(Collected data entries)
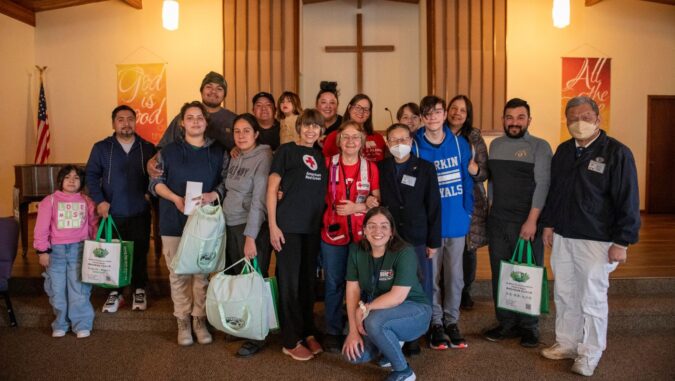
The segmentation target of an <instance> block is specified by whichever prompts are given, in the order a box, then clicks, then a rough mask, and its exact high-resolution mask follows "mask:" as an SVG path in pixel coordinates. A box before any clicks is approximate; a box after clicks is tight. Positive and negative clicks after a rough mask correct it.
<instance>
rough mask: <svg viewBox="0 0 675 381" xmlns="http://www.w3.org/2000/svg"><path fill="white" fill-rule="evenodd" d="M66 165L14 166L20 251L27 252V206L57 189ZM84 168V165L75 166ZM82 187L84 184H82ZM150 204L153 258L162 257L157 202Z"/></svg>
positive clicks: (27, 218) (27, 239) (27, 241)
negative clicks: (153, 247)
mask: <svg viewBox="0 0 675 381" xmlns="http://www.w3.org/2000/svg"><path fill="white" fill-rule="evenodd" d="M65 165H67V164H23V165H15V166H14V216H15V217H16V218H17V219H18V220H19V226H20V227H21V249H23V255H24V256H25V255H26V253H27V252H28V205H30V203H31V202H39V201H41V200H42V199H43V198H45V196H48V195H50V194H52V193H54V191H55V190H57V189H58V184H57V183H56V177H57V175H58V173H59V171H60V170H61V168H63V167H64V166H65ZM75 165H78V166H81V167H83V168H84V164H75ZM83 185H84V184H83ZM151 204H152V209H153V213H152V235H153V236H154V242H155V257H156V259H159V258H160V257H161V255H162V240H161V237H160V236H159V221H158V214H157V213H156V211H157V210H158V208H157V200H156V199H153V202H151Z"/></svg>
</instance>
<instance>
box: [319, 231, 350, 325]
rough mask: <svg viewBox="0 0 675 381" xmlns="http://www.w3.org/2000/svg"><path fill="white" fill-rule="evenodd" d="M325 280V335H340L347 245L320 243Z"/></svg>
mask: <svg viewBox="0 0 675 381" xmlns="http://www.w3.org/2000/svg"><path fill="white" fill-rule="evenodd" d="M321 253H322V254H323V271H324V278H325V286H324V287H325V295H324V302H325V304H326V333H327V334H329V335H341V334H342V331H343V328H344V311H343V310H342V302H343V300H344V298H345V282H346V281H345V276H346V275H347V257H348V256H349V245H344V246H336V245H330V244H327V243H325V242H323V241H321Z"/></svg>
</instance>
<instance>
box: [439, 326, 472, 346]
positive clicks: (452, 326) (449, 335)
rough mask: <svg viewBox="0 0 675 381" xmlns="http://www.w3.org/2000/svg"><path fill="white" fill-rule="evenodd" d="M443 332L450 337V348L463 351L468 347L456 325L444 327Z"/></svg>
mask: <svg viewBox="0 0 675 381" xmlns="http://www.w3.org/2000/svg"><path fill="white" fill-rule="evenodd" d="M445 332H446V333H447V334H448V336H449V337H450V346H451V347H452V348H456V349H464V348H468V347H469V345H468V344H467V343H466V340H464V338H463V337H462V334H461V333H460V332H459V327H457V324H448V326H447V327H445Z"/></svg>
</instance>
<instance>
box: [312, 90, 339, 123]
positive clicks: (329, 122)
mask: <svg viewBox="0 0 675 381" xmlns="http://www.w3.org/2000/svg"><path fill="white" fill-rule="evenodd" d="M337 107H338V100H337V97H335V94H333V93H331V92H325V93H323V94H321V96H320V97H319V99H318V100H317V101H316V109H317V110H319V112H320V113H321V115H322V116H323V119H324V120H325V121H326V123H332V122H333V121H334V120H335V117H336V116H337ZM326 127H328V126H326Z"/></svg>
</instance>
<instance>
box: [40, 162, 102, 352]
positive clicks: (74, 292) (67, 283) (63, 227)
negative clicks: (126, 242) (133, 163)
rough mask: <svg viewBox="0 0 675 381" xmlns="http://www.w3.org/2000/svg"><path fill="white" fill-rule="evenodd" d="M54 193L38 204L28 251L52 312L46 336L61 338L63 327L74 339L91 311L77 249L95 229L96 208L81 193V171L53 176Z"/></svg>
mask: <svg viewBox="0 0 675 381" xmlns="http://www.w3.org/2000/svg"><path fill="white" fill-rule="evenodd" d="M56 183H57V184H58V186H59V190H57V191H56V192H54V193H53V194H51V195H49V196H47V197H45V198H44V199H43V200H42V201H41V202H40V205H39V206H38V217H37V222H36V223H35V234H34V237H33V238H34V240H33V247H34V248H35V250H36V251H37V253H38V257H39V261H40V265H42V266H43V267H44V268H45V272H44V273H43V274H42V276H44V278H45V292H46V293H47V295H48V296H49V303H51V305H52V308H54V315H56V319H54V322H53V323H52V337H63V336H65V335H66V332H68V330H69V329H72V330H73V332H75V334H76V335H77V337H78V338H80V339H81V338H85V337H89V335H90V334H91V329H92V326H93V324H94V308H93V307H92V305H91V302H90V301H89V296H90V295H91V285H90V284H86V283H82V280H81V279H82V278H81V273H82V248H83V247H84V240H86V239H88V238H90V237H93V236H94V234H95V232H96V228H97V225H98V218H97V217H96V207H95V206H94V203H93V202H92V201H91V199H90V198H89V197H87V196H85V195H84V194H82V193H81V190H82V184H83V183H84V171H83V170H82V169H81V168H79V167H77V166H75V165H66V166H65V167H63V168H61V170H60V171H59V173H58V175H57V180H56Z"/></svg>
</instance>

To-do item - Please copy out the lines above word for word, everything from the start down to and including the line that contains "positive clicks: (27, 218)". Leave the pictures out of your answer.

Written solution -
The segmentation target of an <instance> block is specified by whichever prompts are given, in the order a box, then clicks, then a rough mask, and its exact high-resolution mask follows "mask:" as an SVG path in pixel coordinates. A box before any clicks is approximate; a box after clicks is tight. Positive and negative clicks after a rough mask correct it.
<instance>
rough mask: <svg viewBox="0 0 675 381" xmlns="http://www.w3.org/2000/svg"><path fill="white" fill-rule="evenodd" d="M66 165L14 166L20 251L27 252V206L57 189ZM84 168V165L75 166ZM82 187L84 184H82ZM150 204L153 258L162 257L157 202Z"/></svg>
positive clicks: (27, 218) (27, 239) (27, 241)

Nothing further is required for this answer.